Traduci in inglese questa frase dell'articolo sulle Cascine Ranotte: "Le Ranotte, cascine di origine quattro-cinquecentesca a corte chiusa e addossate l’una all’altra, sono attualmente adibite a uso residenziale e circondate da orti privati."

• [Articolo]:
★ ★ ★ ★ ★
Cascine Ranotte
Le due cascine a corte chiusa, traggono denominazione dalla famiglia Ranotti, proprietaria fin dal XV secolo di terre e fabbricati al di qua e al di là del fiume Stura. Affiancate, ma non comunicanti, sono state ristrutturate dai rispettivi proprietari e adibite a residenza privata.
Le Ranotte, cascine di origine quattro-cinquecentesca a corte chiusa e addossate l’una all’altra, sono attualmente adibite a uso residenziale e circondate da orti privati.
Fino al 1970 almeno, come riportato su Cascine e ville della pianura torinese (Elisa Gribaudi Rossi, Le Bouquiniste, Torino 1970), sulla facciata del rustico della cascina con ingresso su via Tanaro erano visibili alcune decorazioni, dipinte con il colore nero, a forma di stelle a varie punte simili a “rose dei venti”, ma chiamate dagli abitanti della zona “meridiane”.
La struttura odierna è il risultato di successive aggiunte e abbattimenti; comprende costruzioni riferibili ad abitazioni civili, case rustiche, stalle e casi da terra (depositi di attrezzi e prodotti agricoli). La particolare disposizione planimetrica delle cascine si compone di quattro fabbricati, di cui due disposti a “L” e gli altri posti frontalmente.
★ ★ ★ ★ ★
• [Dati forniti]:
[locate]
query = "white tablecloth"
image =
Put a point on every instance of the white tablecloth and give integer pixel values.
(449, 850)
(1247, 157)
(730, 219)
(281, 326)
★ ★ ★ ★ ★
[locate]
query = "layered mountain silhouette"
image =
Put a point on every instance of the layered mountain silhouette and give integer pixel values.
★ ★ ★ ★ ★
• [Risposta]: The Ranotte, closed-courtyard farmhouses dating back to the fifteenth and sixteenth centuries and built up against each other, are currently used as residences and surrounded by private vegetable gardens.